- Task brief
Quote the listing below in its entirety, omitting every image.

- Object point labels
_ _ _ _ _
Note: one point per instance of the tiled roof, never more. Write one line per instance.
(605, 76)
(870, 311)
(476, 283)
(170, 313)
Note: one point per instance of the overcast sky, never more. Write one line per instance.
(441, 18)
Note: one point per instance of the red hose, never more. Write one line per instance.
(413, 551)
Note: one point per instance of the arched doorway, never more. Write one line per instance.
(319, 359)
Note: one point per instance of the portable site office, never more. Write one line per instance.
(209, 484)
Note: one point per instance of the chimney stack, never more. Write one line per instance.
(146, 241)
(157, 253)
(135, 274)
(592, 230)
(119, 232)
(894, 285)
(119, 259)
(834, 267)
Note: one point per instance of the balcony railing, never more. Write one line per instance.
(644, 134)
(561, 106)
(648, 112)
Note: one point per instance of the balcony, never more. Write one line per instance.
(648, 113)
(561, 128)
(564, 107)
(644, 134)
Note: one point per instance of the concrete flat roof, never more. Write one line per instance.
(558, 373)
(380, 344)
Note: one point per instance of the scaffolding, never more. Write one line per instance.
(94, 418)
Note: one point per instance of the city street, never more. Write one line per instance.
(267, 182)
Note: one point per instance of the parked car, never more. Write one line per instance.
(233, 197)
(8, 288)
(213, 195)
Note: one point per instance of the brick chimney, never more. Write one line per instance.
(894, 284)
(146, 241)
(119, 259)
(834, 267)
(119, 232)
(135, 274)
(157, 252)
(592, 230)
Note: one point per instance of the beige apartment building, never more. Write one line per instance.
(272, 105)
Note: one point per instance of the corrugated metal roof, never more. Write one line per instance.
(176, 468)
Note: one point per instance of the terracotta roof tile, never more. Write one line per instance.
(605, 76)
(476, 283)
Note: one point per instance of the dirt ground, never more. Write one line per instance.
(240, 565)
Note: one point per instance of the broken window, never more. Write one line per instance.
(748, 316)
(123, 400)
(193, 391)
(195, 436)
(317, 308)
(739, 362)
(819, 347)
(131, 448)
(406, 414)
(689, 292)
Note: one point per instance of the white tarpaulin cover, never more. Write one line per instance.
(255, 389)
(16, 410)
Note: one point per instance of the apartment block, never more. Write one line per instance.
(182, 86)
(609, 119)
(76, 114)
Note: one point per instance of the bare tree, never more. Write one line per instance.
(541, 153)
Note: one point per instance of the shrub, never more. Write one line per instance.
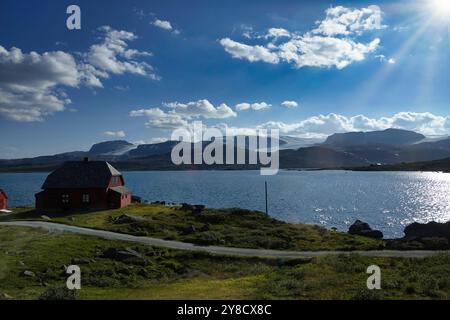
(58, 293)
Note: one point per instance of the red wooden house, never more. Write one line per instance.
(83, 185)
(3, 200)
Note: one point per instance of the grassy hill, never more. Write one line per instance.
(435, 165)
(225, 227)
(169, 274)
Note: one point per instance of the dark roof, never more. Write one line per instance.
(121, 190)
(81, 174)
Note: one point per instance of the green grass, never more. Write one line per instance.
(225, 227)
(171, 274)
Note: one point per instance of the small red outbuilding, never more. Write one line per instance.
(3, 200)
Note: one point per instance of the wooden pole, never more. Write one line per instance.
(267, 208)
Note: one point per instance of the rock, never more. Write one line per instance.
(206, 227)
(125, 255)
(78, 261)
(127, 218)
(136, 199)
(190, 230)
(159, 202)
(430, 229)
(28, 273)
(5, 296)
(197, 208)
(363, 229)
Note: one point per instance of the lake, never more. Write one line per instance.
(386, 200)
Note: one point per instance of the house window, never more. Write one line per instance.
(86, 198)
(65, 198)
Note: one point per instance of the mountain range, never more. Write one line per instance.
(352, 149)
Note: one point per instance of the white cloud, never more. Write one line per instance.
(201, 108)
(163, 24)
(324, 125)
(383, 58)
(345, 21)
(112, 55)
(289, 104)
(253, 106)
(321, 126)
(114, 134)
(250, 53)
(332, 44)
(178, 115)
(322, 52)
(28, 83)
(277, 33)
(31, 84)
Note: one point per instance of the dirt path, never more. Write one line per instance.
(244, 252)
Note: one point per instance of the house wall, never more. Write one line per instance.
(53, 199)
(120, 200)
(120, 182)
(3, 202)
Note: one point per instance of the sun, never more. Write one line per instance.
(440, 8)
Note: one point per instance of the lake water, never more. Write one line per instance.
(386, 200)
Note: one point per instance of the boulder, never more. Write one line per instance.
(136, 199)
(125, 255)
(190, 230)
(5, 296)
(28, 273)
(206, 227)
(78, 261)
(196, 208)
(361, 228)
(430, 229)
(127, 218)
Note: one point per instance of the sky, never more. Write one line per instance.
(137, 70)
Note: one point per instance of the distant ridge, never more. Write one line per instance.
(353, 149)
(394, 137)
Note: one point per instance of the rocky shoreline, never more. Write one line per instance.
(418, 236)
_ _ _ _ _
- Output of the task
Note: one point per instance of the tiled roof, never more. Write one line per instance.
(605, 76)
(870, 311)
(476, 283)
(170, 313)
Note: one point per instance of the overcast sky, never more. Write one line per instance.
(441, 18)
Note: one point per instance of the red hose, never more. Write one line per instance.
(413, 551)
Note: one point per instance of the arched doorway, never more. Write one line per instance.
(319, 359)
Note: one point per instance of the portable site office, never more. Write one line per instance.
(209, 484)
Note: one point per instance of the chimney stack, never more. Write one line per instance.
(146, 241)
(157, 253)
(135, 274)
(592, 230)
(119, 232)
(894, 285)
(119, 259)
(834, 267)
Note: one point per instance of the balcony railing, never more. Write one line per instance.
(644, 134)
(561, 106)
(648, 112)
Note: one point per instance of the balcony, never more. Write one line per instance.
(648, 113)
(561, 128)
(564, 107)
(644, 134)
Note: one point per instance of the concrete flat roof, never more. Write one line per instance.
(558, 373)
(380, 344)
Note: one point per instance of the scaffolding, never more. Write one line per instance.
(94, 418)
Note: one point per instance of the city street, never more. Write one line per instance.
(267, 182)
Note: one point per instance of the parked car, never more. Write one line per instance.
(233, 197)
(8, 288)
(213, 195)
Note: one point per instance of the brick chimney, never more. Write one line per instance.
(894, 284)
(146, 241)
(119, 259)
(834, 267)
(119, 232)
(135, 274)
(157, 252)
(592, 230)
Note: one point per instance of the beige apartment building, never more. Write one line per instance.
(272, 105)
Note: one point per instance of the corrugated metal roof, never more. Write one line per instance.
(176, 468)
Note: one point per instance of the terracotta roof tile, never more. Write one line per instance.
(605, 76)
(476, 283)
Note: one point per instance of the dirt ground, never more. Write one line per instance.
(240, 565)
Note: one point per instance of the broken window, never more. Write one line per instance.
(748, 316)
(123, 400)
(193, 391)
(195, 436)
(317, 308)
(739, 362)
(819, 347)
(131, 448)
(406, 414)
(689, 292)
Note: one point per instance of the white tarpaulin cover, never more. Write one line per instance.
(255, 389)
(16, 410)
Note: one point per instance of the apartment block, never more. Write one line per instance.
(182, 86)
(609, 119)
(76, 114)
Note: one point per instance of the bare tree, never more. Write one line per instance.
(541, 153)
Note: one point per instance of the shrub, never more. Write one line per instance.
(58, 293)
Note: one point per instance of the red wooden house, never more. Write one line per instance.
(83, 185)
(3, 200)
Note: one point per instance of the grassy hill, never more. Write one line per instance.
(435, 165)
(225, 227)
(169, 274)
Note: one point per instance of the dark roof, never more. Write one line per instance.
(121, 190)
(81, 174)
Note: one point per instance of the green grass, never more. Write one line per instance.
(225, 227)
(171, 274)
Note: one point per instance of the small red outbuilding, never more. Write one line per instance.
(3, 200)
Note: one point per instance of the wooden pole, never more. Write one line per instance.
(267, 208)
Note: one point per instance of the rock, never more. Write one line per instance.
(206, 227)
(125, 255)
(78, 261)
(127, 218)
(136, 199)
(190, 230)
(159, 202)
(430, 229)
(28, 273)
(5, 296)
(197, 208)
(363, 229)
Note: one point per instance of the lake, never more. Write one line per instance.
(386, 200)
Note: one point per instance of the house window, never more. Write one line per instance.
(86, 198)
(65, 198)
Note: one point per instance of the mountain range, never more. Write one line per instance.
(352, 149)
Note: one point per instance of the white cloud, never more. Write one line per instance.
(201, 108)
(163, 24)
(324, 125)
(383, 58)
(345, 21)
(112, 55)
(289, 104)
(253, 106)
(321, 126)
(114, 134)
(250, 53)
(332, 44)
(178, 115)
(322, 52)
(28, 83)
(277, 33)
(31, 84)
Note: one point per instance of the dirt path, never more. Write one line per instance.
(244, 252)
Note: one point per instance of the house wall, never more. Write one line per instance.
(53, 199)
(120, 200)
(120, 182)
(3, 202)
Note: one point per instance of the sun, never more. Write one line per instance.
(440, 8)
Note: one point per instance of the lake water, never more. Write one line per instance.
(386, 200)
Note: one point per instance of the boulder, never more. Write one line per instance.
(136, 199)
(125, 255)
(190, 230)
(5, 296)
(28, 273)
(206, 227)
(78, 261)
(196, 208)
(361, 228)
(430, 229)
(127, 218)
Note: one point per instance of the sky, never more. Write one line per instance.
(137, 70)
Note: one point per instance of the distant ridge, never more. Write one line per instance.
(353, 149)
(394, 137)
Note: one point per instance of the rocky shoreline, never more. Write one line per instance.
(418, 236)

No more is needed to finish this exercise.